◆ Text shown ◆
════════
Templatized branchless int max/min function

Question

I'm trying to write a branchless function to return the MAX or MIN of two integers without resorting to if (or ?:). Using the usual technique I can do this easily enough for a given word size:

inline int32 imax( int32 a, int32 b )
{
    // signed for arithmetic shift
    int32 mask = a - b;
    // mask < 0 means MSB is 1.
    return a + ( ( b - a ) & ( mask >> 31 ) );
}

Now, assuming arguendo that I really am writing the kind of application on the kind of in-order processor where this is necessary, my question is whether there is a way to use C++ templates to generalize this to all sizes of int.

The >>31 step only works for int32s, of course, and while I could copy out overloads on the function for int8, int16, and int64, it seems like I should use a template function instead. But how do I get the size of a template argument in bits?

Is there a better way to do it than this? Can I force the mask T to be signed? If T is unsigned the mask-shift step won't work (because it'll be a logical rather than arithmetic shift).

template< typename T > 
inline T imax( T a, T b )
{
    // how can I force this T to be signed?
════════
◆ Records supplied ◆

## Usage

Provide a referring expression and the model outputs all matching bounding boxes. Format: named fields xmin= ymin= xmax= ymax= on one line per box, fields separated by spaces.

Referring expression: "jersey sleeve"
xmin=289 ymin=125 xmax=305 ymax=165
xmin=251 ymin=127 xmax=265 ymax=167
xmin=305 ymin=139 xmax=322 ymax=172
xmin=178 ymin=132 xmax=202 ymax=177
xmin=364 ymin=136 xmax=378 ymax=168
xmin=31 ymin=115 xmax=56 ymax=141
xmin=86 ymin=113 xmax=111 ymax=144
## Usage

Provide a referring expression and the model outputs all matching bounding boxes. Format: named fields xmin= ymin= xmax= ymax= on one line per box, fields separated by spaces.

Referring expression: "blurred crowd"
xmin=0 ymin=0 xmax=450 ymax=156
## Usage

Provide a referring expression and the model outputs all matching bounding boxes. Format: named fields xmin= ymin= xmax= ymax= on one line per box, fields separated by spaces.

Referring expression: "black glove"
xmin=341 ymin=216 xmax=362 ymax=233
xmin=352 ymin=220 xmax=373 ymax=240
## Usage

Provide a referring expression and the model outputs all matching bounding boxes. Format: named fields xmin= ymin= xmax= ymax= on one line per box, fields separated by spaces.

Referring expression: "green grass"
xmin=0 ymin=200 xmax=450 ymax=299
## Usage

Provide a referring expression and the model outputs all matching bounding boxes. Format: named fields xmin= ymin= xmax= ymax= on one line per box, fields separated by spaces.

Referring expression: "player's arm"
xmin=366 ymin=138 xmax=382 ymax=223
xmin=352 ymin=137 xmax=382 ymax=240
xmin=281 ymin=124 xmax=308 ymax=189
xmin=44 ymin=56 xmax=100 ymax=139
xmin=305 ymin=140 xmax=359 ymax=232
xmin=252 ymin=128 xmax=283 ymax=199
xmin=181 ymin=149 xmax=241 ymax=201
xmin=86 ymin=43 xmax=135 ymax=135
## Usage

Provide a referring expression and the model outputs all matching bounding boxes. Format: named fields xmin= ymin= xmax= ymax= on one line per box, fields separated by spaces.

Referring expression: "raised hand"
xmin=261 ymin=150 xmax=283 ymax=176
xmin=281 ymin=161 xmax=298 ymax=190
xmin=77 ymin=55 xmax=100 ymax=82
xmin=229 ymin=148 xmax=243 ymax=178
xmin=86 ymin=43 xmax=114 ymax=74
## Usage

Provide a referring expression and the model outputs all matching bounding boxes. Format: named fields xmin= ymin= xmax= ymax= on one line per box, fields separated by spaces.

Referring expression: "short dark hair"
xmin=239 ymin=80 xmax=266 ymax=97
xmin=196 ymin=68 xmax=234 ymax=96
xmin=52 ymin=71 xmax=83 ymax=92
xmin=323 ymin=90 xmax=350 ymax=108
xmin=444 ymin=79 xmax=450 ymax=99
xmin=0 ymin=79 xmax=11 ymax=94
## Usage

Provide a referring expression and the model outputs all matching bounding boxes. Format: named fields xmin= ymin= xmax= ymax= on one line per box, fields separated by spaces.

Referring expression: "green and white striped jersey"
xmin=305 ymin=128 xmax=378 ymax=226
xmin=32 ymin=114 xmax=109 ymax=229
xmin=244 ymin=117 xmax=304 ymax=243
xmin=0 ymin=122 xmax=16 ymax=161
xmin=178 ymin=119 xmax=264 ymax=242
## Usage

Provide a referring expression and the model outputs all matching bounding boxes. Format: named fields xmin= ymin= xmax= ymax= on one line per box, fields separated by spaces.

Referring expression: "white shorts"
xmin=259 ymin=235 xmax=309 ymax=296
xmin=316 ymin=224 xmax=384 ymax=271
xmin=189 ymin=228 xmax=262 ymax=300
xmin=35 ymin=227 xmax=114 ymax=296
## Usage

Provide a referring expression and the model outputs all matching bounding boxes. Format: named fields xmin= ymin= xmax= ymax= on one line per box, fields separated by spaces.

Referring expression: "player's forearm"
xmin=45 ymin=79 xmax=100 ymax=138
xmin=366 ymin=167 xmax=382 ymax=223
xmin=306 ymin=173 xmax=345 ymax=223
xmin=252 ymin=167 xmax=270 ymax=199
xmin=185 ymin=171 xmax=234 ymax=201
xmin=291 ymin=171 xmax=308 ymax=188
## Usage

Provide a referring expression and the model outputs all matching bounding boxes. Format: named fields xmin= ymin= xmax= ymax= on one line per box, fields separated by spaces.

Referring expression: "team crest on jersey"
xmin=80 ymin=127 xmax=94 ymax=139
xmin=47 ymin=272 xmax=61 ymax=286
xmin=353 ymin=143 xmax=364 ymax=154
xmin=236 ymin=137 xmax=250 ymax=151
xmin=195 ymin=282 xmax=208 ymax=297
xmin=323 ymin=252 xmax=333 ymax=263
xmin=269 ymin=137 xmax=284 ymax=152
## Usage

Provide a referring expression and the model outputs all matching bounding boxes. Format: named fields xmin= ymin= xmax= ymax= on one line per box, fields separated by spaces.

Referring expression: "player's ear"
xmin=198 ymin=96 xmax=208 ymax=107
════════
◆ Short problem ◆
From the thread on the branchless max/min function, reproduce the stretch from "inline int32 imax( int32" through "than arithmetic shift)." word for word.

◆ Correct response ◆
inline int32 imax( int32 a, int32 b )
{
    // signed for arithmetic shift
    int32 mask = a - b;
    // mask < 0 means MSB is 1.
    return a + ( ( b - a ) & ( mask >> 31 ) );
}

Now, assuming arguendo that I really am writing the kind of application on the kind of in-order processor where this is necessary, my question is whether there is a way to use C++ templates to generalize this to all sizes of int.

The >>31 step only works for int32s, of course, and while I could copy out overloads on the function for int8, int16, and int64, it seems like I should use a template function instead. But how do I get the size of a template argument in bits?

Is there a better way to do it than this? Can I force the mask T to be signed? If T is unsigned the mask-shift step won't work (because it'll be a logical rather than arithmetic shift).